Skold – Dies Irae

Dies Irae Album Cover Art

Skold – Dies Irae
Cleopatra Records
Release Date: 05/03/2021
Running Time: 38:18
Review by Wallace Magri

Tim Skold is well known as a multi-instrumentalist, synth programmer plus a highly requested composer and music producer. His first musical journey was around 1987 with the Swedish Glam/Sleaze Metal band Shotgun Messiah, that recorded three albums and, by the way, the last Shotgun Messiah’s release, “Violent New Breed” (1993), was one of the very first Industrial Glam/Rock albums to date. After splitting Shotgun Messiah, Tim Skold launched himself into a solo career, releasing “Skold” in 1996, and right after that, he was invited to join KMFDM.

For those who are not that familiar with Industrial Rock/Metal Music, KMFDM is an institution in that genre. They were one of the pioneers on turning the noisy-non-commercial Industrial’s original proposal (search for Throbbing Gristle on google) into a more electronic Heavy Oriented sound, once they realized that it would be a cool idea to sample really extreme heavy guitar riffs and repeat them to the limit, until it becomes a wall of sound that fit just fine with the Industrial noisy beats and raging vocal performances.

_____

#### [Exercise A]
Answer these questions from the Dies Irae review:
(i) Which label released the album?
(ii) In what year did Shotgun Messiah release "Violent New Breed"?
(iii) Which band does the review call an institution in Industrial Rock/Metal?
#### [Exercise B]
Write out the part of the Dies Irae review from "Tim Skold is" up to and including "to join KMFDM.", word for word.
The records have no connection to the review above.

Dataset items:
_____

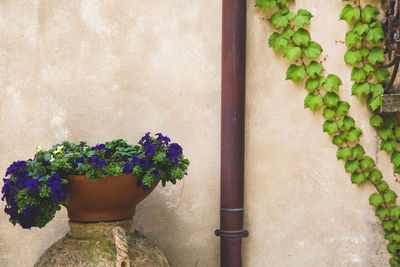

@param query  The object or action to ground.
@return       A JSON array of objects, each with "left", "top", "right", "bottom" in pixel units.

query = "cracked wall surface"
[{"left": 0, "top": 0, "right": 400, "bottom": 267}]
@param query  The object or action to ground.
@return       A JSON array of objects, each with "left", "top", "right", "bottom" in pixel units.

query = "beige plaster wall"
[{"left": 0, "top": 0, "right": 400, "bottom": 267}]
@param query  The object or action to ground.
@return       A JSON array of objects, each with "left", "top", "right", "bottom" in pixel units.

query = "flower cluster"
[
  {"left": 1, "top": 161, "right": 68, "bottom": 229},
  {"left": 1, "top": 133, "right": 189, "bottom": 228}
]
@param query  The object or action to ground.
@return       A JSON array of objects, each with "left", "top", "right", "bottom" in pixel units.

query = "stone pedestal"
[{"left": 34, "top": 220, "right": 170, "bottom": 267}]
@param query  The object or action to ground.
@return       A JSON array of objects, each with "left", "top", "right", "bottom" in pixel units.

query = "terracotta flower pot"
[{"left": 65, "top": 174, "right": 158, "bottom": 222}]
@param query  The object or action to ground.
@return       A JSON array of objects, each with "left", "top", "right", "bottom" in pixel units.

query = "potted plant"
[{"left": 2, "top": 133, "right": 189, "bottom": 229}]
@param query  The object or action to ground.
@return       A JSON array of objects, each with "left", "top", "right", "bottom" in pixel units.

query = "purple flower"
[
  {"left": 151, "top": 169, "right": 161, "bottom": 178},
  {"left": 144, "top": 142, "right": 157, "bottom": 157},
  {"left": 123, "top": 163, "right": 132, "bottom": 174},
  {"left": 20, "top": 205, "right": 40, "bottom": 229},
  {"left": 131, "top": 153, "right": 139, "bottom": 166},
  {"left": 156, "top": 133, "right": 171, "bottom": 145},
  {"left": 75, "top": 155, "right": 87, "bottom": 163},
  {"left": 92, "top": 144, "right": 106, "bottom": 150},
  {"left": 89, "top": 155, "right": 108, "bottom": 168}
]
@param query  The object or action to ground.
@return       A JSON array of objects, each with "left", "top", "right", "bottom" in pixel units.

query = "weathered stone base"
[{"left": 34, "top": 220, "right": 170, "bottom": 267}]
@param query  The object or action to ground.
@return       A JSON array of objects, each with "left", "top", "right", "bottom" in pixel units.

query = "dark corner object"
[
  {"left": 215, "top": 0, "right": 248, "bottom": 267},
  {"left": 378, "top": 0, "right": 400, "bottom": 114}
]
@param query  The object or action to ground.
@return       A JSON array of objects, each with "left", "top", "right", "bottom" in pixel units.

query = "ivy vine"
[{"left": 256, "top": 0, "right": 400, "bottom": 266}]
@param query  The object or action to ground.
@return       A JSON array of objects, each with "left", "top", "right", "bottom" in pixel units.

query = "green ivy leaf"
[
  {"left": 268, "top": 32, "right": 288, "bottom": 53},
  {"left": 366, "top": 21, "right": 385, "bottom": 45},
  {"left": 344, "top": 159, "right": 360, "bottom": 173},
  {"left": 340, "top": 5, "right": 360, "bottom": 24},
  {"left": 390, "top": 151, "right": 400, "bottom": 166},
  {"left": 336, "top": 147, "right": 351, "bottom": 161},
  {"left": 367, "top": 96, "right": 382, "bottom": 111},
  {"left": 306, "top": 77, "right": 321, "bottom": 92},
  {"left": 381, "top": 138, "right": 397, "bottom": 154},
  {"left": 294, "top": 9, "right": 313, "bottom": 28},
  {"left": 332, "top": 135, "right": 344, "bottom": 146},
  {"left": 351, "top": 67, "right": 367, "bottom": 83},
  {"left": 307, "top": 61, "right": 324, "bottom": 77},
  {"left": 293, "top": 28, "right": 310, "bottom": 45},
  {"left": 359, "top": 47, "right": 369, "bottom": 58},
  {"left": 360, "top": 156, "right": 375, "bottom": 171},
  {"left": 343, "top": 116, "right": 355, "bottom": 131},
  {"left": 304, "top": 41, "right": 322, "bottom": 59},
  {"left": 375, "top": 207, "right": 390, "bottom": 220},
  {"left": 345, "top": 31, "right": 361, "bottom": 47},
  {"left": 368, "top": 46, "right": 385, "bottom": 65},
  {"left": 323, "top": 108, "right": 335, "bottom": 120},
  {"left": 347, "top": 128, "right": 362, "bottom": 143},
  {"left": 351, "top": 83, "right": 370, "bottom": 100},
  {"left": 324, "top": 92, "right": 340, "bottom": 108},
  {"left": 336, "top": 101, "right": 350, "bottom": 116},
  {"left": 369, "top": 193, "right": 384, "bottom": 208},
  {"left": 383, "top": 189, "right": 397, "bottom": 204},
  {"left": 369, "top": 83, "right": 385, "bottom": 97},
  {"left": 363, "top": 63, "right": 375, "bottom": 75},
  {"left": 286, "top": 64, "right": 306, "bottom": 84},
  {"left": 322, "top": 121, "right": 339, "bottom": 135},
  {"left": 304, "top": 93, "right": 322, "bottom": 112},
  {"left": 351, "top": 144, "right": 365, "bottom": 158},
  {"left": 256, "top": 0, "right": 276, "bottom": 10},
  {"left": 375, "top": 67, "right": 390, "bottom": 83},
  {"left": 344, "top": 49, "right": 362, "bottom": 67},
  {"left": 361, "top": 5, "right": 379, "bottom": 23},
  {"left": 390, "top": 206, "right": 400, "bottom": 220},
  {"left": 369, "top": 115, "right": 383, "bottom": 127},
  {"left": 270, "top": 11, "right": 289, "bottom": 29},
  {"left": 283, "top": 45, "right": 301, "bottom": 61},
  {"left": 276, "top": 0, "right": 286, "bottom": 9},
  {"left": 353, "top": 21, "right": 369, "bottom": 36},
  {"left": 376, "top": 181, "right": 389, "bottom": 193},
  {"left": 282, "top": 26, "right": 293, "bottom": 40},
  {"left": 322, "top": 74, "right": 342, "bottom": 92},
  {"left": 369, "top": 169, "right": 382, "bottom": 184},
  {"left": 351, "top": 172, "right": 365, "bottom": 186}
]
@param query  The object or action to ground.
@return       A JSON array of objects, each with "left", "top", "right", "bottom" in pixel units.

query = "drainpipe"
[{"left": 215, "top": 0, "right": 248, "bottom": 267}]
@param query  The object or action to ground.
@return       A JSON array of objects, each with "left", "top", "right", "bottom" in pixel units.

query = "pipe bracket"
[{"left": 215, "top": 229, "right": 249, "bottom": 238}]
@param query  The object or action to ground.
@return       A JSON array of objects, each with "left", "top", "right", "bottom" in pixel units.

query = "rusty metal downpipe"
[{"left": 215, "top": 0, "right": 248, "bottom": 267}]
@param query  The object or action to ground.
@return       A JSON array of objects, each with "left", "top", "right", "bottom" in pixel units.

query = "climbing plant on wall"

_____

#### [Full solution A]
(i) Cleopatra Records
(ii) 1993
(iii) KMFDM

#### [Full solution B]
Tim Skold is well known as a multi-instrumentalist, synth programmer plus a highly requested composer and music producer. His first musical journey was around 1987 with the Swedish Glam/Sleaze Metal band Shotgun Messiah, that recorded three albums and, by the way, the last Shotgun Messiah’s release, “Violent New Breed” (1993), was one of the very first Industrial Glam/Rock albums to date. After splitting Shotgun Messiah, Tim Skold launched himself into a solo career, releasing “Skold” in 1996, and right after that, he was invited to join KMFDM.